Search the data for "cliff" and copy every matching line.

Segment Start: Raw data

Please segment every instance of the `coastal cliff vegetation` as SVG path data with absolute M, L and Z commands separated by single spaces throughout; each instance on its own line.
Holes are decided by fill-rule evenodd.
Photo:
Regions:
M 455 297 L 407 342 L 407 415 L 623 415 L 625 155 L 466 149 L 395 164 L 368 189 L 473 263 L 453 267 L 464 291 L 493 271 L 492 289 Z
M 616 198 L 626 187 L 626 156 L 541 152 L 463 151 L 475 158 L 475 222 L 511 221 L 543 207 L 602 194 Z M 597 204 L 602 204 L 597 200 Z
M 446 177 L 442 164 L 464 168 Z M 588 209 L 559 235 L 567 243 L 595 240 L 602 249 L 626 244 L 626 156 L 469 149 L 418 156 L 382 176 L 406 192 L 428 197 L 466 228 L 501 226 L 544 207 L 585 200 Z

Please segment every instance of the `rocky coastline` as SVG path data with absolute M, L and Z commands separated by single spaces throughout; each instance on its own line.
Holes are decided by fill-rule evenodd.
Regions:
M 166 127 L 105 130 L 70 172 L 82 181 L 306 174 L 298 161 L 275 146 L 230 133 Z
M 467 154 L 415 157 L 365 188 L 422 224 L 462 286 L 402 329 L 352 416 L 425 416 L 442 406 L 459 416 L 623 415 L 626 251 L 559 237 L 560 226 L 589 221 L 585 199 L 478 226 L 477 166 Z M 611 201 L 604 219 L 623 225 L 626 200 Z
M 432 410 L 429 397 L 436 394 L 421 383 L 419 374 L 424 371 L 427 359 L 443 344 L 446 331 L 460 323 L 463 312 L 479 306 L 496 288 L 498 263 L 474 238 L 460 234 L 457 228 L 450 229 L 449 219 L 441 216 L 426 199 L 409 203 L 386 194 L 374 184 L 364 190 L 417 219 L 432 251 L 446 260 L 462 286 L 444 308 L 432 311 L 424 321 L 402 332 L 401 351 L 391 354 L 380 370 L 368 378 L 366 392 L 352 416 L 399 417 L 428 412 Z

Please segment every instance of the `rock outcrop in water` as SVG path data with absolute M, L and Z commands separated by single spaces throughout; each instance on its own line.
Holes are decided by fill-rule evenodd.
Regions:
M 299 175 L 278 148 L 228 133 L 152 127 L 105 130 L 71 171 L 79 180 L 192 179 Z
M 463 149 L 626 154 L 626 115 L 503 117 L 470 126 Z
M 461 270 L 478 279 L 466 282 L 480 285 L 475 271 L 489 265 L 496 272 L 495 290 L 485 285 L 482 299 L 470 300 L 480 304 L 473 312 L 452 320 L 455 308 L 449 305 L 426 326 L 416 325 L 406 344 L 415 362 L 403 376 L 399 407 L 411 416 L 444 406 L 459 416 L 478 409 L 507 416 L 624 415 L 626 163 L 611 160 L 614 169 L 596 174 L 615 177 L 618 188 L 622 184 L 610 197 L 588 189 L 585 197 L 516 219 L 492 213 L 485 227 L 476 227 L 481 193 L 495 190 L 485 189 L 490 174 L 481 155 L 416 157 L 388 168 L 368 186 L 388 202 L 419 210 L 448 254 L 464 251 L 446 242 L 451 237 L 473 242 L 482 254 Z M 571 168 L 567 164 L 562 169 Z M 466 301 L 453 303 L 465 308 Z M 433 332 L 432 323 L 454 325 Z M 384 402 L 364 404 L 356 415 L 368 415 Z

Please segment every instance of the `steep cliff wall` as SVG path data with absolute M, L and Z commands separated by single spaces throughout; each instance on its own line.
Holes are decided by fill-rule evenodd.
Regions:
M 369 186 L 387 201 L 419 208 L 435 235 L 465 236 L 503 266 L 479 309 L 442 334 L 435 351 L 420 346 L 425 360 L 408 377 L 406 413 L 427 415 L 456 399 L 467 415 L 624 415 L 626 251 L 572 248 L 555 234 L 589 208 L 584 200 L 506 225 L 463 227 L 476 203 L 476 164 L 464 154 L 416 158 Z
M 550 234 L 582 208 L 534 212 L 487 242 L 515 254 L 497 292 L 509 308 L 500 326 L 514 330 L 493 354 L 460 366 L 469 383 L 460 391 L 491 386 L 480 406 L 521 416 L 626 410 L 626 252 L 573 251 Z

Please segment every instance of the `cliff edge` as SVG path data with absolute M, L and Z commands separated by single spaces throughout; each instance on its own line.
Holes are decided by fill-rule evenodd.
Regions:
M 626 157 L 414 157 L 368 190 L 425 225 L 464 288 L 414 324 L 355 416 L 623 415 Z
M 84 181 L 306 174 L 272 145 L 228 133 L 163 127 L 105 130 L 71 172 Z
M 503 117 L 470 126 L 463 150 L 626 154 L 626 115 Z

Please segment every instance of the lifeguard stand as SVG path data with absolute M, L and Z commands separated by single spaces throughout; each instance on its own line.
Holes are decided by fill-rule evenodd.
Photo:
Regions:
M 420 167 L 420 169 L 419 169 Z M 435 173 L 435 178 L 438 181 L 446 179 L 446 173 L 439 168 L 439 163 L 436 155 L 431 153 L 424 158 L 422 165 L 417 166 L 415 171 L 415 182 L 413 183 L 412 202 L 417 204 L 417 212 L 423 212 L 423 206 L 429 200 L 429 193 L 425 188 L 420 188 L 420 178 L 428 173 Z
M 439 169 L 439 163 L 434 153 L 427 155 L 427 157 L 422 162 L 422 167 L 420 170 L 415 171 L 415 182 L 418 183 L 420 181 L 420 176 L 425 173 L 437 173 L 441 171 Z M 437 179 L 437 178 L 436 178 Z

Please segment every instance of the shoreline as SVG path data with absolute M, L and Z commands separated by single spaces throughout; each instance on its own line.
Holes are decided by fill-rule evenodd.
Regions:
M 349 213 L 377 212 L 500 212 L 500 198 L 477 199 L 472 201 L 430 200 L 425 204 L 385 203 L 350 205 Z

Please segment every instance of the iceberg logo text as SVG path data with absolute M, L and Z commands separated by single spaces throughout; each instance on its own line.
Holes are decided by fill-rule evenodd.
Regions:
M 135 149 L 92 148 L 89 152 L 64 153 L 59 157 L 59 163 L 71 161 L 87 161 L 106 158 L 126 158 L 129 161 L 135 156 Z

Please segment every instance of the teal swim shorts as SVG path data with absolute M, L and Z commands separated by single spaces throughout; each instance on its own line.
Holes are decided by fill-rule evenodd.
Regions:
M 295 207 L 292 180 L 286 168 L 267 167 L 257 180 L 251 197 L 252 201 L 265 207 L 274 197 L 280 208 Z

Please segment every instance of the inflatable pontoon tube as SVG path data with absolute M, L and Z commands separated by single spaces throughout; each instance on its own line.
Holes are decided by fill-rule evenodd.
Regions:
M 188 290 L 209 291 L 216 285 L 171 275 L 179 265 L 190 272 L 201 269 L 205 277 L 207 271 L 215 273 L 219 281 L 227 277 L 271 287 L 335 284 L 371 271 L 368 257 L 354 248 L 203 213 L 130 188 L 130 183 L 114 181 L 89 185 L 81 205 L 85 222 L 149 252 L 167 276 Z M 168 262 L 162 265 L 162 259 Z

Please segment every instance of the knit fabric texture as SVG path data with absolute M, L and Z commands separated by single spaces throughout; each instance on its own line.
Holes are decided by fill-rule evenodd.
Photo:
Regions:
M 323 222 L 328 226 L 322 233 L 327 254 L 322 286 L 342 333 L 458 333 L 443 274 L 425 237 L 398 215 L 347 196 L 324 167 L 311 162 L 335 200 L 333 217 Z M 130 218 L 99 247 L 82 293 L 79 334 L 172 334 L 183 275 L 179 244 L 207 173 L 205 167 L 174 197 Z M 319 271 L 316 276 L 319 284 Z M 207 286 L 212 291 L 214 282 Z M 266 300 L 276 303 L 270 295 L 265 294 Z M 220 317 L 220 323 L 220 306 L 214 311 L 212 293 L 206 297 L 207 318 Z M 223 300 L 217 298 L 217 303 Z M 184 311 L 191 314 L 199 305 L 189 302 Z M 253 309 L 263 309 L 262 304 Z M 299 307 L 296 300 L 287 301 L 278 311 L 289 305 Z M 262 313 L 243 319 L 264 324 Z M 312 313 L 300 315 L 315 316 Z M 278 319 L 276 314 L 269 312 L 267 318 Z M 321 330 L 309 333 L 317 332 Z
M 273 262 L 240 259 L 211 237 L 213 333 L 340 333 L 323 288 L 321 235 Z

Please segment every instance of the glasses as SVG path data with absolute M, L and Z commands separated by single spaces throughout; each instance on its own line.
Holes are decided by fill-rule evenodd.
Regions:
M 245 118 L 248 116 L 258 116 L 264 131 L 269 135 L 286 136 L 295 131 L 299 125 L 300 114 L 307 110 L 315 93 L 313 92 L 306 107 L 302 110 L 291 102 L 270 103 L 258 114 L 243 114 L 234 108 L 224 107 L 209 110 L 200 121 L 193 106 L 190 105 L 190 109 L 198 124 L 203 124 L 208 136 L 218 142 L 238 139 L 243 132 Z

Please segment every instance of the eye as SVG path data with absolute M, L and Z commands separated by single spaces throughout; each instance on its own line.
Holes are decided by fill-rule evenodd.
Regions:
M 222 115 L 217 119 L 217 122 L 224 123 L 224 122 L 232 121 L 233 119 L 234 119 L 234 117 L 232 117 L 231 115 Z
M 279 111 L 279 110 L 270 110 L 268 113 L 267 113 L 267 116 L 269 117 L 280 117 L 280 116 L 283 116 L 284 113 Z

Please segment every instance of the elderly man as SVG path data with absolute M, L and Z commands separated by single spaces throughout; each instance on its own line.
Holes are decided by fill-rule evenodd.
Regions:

Segment End: Raw data

● Response:
Please segment every instance of the `coastal cliff vegetation` as SVG path data with absolute M, L and Z commands separated by single spaces throughout; each instance on its own line.
Please segment every instance of the `steep cliff wall` as SVG path data with absolute M, L and Z commands separated by single spaces throughout; each instance on its own line.
Please segment every instance of the `cliff edge` as SVG path data with absolute M, L and Z commands separated by single spaces throughout; each instance on its own line.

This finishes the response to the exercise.